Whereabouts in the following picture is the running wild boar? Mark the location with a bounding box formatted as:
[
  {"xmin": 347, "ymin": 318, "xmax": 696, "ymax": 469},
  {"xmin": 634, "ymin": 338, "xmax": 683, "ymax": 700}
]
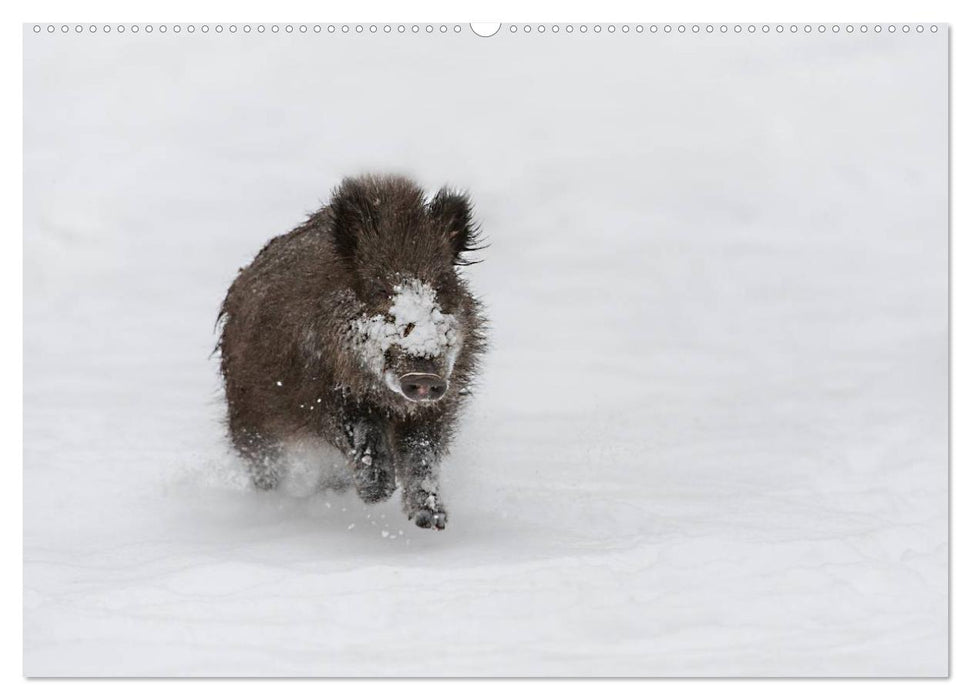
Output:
[{"xmin": 217, "ymin": 176, "xmax": 485, "ymax": 530}]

• _Brief_:
Reproduce the listing above line for line, leaving out the picture.

• _Result of the task_:
Whereabouts in the following picture is the running wild boar? Mark the location with a bounding box formatted as:
[
  {"xmin": 347, "ymin": 318, "xmax": 696, "ymax": 469},
  {"xmin": 634, "ymin": 338, "xmax": 683, "ymax": 700}
]
Output:
[{"xmin": 217, "ymin": 176, "xmax": 485, "ymax": 530}]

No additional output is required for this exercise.